*Goal*
Which lines in the material below contain the string "front"? Pick out and copy each of those lines, counting only case-sensitive matches.

*Exercise input*
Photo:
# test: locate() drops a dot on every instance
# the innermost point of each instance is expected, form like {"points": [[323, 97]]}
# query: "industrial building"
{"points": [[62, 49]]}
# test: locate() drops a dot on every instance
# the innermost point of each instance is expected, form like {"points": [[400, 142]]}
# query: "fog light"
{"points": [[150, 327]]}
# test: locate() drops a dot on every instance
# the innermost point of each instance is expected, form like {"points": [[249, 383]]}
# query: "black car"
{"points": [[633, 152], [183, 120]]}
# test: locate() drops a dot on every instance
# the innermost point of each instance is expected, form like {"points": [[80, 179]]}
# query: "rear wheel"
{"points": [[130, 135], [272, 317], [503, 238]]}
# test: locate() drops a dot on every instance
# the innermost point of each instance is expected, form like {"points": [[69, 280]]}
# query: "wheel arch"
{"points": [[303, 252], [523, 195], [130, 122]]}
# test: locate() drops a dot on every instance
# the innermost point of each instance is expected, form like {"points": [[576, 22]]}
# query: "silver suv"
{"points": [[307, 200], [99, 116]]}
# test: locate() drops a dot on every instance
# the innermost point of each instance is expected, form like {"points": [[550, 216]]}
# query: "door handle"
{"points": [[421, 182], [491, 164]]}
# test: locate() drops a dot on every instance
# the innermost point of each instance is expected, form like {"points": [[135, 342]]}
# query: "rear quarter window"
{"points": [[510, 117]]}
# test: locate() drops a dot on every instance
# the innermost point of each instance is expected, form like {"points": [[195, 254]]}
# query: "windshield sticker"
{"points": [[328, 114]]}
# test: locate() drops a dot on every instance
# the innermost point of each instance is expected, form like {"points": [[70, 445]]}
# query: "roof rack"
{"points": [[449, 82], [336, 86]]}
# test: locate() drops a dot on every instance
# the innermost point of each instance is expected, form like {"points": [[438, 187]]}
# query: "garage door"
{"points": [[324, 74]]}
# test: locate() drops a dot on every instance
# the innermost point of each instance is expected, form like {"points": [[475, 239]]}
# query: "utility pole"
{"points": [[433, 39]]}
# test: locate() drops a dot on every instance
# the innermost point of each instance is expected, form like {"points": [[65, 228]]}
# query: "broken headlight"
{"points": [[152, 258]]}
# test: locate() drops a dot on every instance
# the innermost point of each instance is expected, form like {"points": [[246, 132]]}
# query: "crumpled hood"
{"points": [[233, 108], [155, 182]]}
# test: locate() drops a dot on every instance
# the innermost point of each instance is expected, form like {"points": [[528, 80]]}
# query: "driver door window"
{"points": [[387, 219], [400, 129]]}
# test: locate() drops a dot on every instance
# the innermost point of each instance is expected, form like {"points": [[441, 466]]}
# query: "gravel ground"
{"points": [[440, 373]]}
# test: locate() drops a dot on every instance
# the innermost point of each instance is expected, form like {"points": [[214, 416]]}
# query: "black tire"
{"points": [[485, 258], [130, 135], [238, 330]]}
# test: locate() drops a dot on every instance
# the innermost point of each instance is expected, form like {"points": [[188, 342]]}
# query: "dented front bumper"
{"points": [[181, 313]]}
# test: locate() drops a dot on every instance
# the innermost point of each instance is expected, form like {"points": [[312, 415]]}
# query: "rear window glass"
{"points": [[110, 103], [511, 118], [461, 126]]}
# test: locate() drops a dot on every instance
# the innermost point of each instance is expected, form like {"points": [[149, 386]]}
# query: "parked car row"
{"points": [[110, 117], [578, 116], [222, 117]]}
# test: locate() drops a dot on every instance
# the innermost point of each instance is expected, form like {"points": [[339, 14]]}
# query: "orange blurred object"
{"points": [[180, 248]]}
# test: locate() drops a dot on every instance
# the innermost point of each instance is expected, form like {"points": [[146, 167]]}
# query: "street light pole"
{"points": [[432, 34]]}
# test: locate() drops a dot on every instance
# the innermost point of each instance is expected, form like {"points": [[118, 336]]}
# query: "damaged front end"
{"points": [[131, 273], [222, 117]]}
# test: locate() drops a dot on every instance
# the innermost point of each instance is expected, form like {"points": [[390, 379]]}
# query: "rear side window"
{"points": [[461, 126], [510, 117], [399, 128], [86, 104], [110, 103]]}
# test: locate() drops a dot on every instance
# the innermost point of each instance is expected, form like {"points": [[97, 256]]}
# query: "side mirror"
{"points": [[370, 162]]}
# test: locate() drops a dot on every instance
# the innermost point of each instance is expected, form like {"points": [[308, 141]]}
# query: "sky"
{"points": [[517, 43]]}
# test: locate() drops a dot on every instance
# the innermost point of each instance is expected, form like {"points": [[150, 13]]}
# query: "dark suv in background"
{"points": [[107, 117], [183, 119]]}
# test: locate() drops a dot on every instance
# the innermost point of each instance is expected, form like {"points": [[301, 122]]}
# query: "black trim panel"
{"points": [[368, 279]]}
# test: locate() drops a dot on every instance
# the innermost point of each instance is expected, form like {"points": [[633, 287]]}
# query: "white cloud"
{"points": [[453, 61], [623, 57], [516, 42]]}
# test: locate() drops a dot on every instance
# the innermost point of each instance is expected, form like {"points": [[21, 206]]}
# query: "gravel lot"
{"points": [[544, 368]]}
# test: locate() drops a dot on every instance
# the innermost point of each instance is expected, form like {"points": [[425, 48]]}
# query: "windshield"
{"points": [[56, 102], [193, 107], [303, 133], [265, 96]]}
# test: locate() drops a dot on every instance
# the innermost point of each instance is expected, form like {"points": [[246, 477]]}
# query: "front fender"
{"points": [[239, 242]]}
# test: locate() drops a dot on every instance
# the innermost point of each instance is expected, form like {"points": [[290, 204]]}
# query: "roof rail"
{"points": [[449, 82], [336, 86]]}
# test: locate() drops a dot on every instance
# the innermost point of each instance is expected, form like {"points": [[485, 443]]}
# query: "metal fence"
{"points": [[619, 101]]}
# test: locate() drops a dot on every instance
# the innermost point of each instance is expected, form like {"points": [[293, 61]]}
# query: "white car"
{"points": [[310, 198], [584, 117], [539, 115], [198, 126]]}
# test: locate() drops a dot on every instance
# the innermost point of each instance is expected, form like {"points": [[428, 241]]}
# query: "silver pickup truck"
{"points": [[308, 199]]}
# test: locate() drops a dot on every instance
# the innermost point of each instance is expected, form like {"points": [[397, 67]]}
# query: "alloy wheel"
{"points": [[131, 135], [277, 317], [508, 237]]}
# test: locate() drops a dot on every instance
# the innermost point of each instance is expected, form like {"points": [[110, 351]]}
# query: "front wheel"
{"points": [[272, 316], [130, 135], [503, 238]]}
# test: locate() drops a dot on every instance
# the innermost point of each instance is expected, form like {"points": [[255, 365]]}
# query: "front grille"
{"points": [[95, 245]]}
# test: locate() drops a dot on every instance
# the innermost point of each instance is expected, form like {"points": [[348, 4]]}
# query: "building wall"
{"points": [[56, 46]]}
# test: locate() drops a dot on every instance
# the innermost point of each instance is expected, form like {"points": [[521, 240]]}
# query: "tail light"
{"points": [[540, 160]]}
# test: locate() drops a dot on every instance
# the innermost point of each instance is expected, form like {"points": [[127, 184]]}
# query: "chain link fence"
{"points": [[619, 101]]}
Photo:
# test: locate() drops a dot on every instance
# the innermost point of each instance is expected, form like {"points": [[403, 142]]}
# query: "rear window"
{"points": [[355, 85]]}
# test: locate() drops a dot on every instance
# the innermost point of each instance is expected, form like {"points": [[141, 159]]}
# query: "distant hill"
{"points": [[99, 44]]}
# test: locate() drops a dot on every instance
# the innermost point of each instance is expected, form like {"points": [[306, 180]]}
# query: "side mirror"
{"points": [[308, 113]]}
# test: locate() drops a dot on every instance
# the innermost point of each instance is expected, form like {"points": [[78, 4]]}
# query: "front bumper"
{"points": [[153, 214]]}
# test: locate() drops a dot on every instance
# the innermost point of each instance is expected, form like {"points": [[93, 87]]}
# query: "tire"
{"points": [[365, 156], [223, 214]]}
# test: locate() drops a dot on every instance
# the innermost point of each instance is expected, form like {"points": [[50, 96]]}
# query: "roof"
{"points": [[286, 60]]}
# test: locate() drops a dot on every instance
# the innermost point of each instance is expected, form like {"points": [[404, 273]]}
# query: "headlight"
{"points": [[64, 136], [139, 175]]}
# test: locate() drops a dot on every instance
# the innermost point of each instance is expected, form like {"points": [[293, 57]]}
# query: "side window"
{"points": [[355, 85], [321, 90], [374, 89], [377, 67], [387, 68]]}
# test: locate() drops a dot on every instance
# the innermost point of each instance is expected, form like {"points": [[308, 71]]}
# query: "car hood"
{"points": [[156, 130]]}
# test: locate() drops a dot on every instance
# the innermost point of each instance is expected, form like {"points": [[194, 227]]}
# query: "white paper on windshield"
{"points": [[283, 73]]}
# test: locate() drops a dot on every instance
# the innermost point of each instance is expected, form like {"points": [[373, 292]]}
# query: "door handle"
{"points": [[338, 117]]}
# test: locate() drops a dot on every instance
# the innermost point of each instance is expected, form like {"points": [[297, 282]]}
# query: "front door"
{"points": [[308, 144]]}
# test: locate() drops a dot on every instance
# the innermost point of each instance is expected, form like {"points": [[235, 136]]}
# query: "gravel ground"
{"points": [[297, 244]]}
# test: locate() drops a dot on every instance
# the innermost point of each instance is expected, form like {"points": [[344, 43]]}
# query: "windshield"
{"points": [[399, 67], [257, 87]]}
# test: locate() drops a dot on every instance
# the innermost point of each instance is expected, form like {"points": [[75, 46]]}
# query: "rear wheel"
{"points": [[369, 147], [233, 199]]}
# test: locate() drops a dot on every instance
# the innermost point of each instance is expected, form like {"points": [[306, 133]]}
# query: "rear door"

*Task response*
# query: "dented front bumper"
# query: "damaged front end"
# query: "front fender"
# query: "front wheel"
# query: "front grille"
# query: "front bumper"
# query: "front door"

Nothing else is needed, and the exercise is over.